### Text to read:
┏━━

Not every fire starts with a match or a Bic lighter. One of the common stone-age techniques for fire starting is still practiced today by survival enthusiasts. The bow drill is my go-to friction fire method because it works with such a wide range of materials. It can also work in damp conditions that would prevent other friction fire methods from working.
This is essentially “rubbing two sticks together,” although you have a few other pieces working hard to provide you with certain mechanical advantages. In its simplest sense, you’re grinding a wooden drill against a wooden board, grinding off dust and heating that dust to its ignition temperature – where it begins to glow and combust on its own. There’s a remarkable sense of accomplishment when you succeed at this age-old skill, and it all starts with materials.
Gather Your Materials
There are eight items you’ll need to make a bow drill fire. First, you’ll need a tool to carve the wooden pieces and some tinder to burn. You’ll also need a wooden drill and board, a bit beefier than you’d use for other friction techniques. And specialized for bow drill, you’ll need a handhold (socket) with lubrication, as well as a bow with sturdy cord. Each item is important, and when one piece is off, the whole kit suffers.
Find A Bow Stick If you’ve got a pile of firewood sticks, you’ve got a pile of potential bows. Your bow should be branch or limb about as long as your arm and about as thick as your thumb. It can be cut from living or dead wood, as long as it’s flexible. It should also be curved a little, to give your drill some breathing room. And for something different, rib bones from larger animals can make very durable bows.

┗━━

### Work to do:
**a.** According to the bow drill text, why should the bow stick be slightly curved? Answer in one or two sentences.
**b.** Pick up the bow drill text after its final sentence and carry it forward.

### Material provided:
┏━━

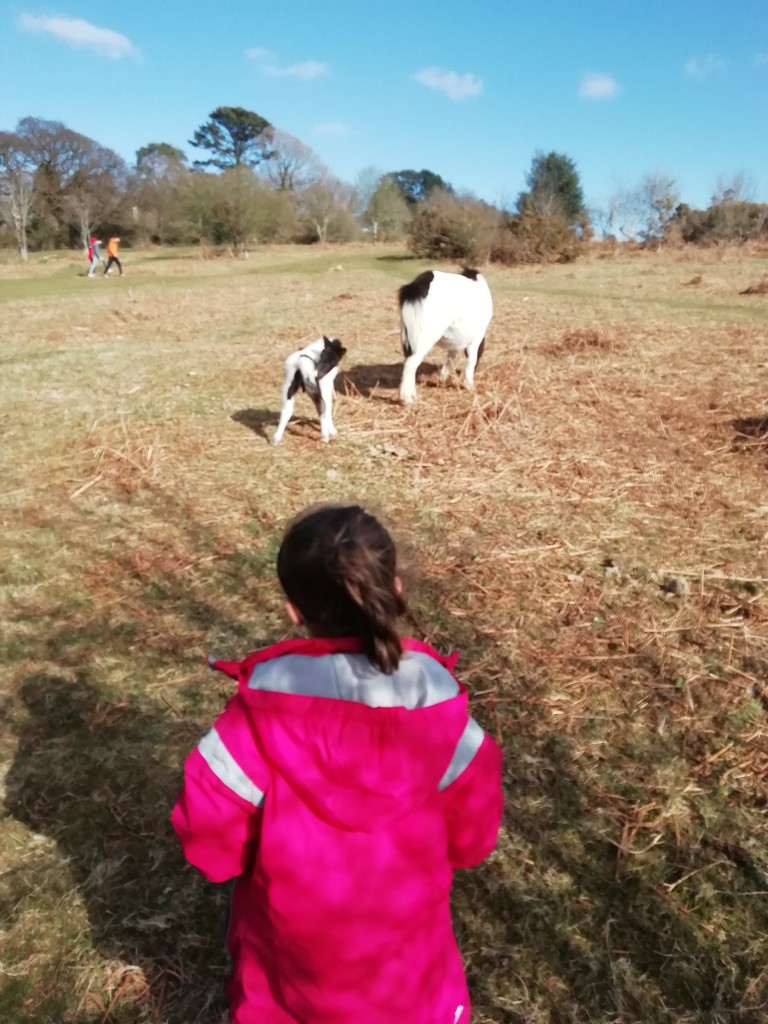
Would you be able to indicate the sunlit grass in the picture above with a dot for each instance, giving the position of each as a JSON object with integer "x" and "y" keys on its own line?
{"x": 590, "y": 528}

┗━━

### The answers:
**a.** A slight curve in the bow gives the drill some breathing room.

**b.**
Cut The Cord The rope or cordage you choose for a bow drill string is a critical part of your kit.You may be able to get away with shoe laces, twine, a strip of leather or handmade bark cord for a few minutes – but they’re not going to last. Choose the strongest material you can get. These cords also need traction to grip the drill, so rougher textures and thicker diameters are usually best. Get a thin rope, and ditch the 550 cord. Skinny slippery strings just don’t have enough traction. Choose a line that is at least 3/16 of an inch in diameter, all the way up to 1/2 of an inch in diameter.
Get A Handhold As long as it is denser than the wood you are using for a drill, you can really get creative with the handhold. Choose a piece of hardwood, and antler chunk, a big game animal’s ankle bone, or stone with a hole in it. The handhold is like a mechanical bearing, allowing the drill to spin freely. It should fit comfortably in your hand and have a suitable hole in it. Some handholds are ready to use (like a beach cobble with a round hole in it), while others require you to drill out your own hole. Choose a piece that’s big enough to keep fingers out of the way of the spinning drill.
Grab Some Lubricant This is the material that really makes the handhold effective. You can use a wide range of oily, waxy, soapy, greasy or resinous substances for bow drill lubricant. Slippery choices include animal fat, vegetable oil, Vaseline, bar soap shavings, pine pitch and crushed evergreen leaves. Wipe or grind this into the handhold socket, and mash it with your drill. Your lubricant is only used in the hand hold and at the top of the drill – where it will limit friction. Make sure it doesn’t drip down into the fireboard below, as it will halt your friction until it burns off.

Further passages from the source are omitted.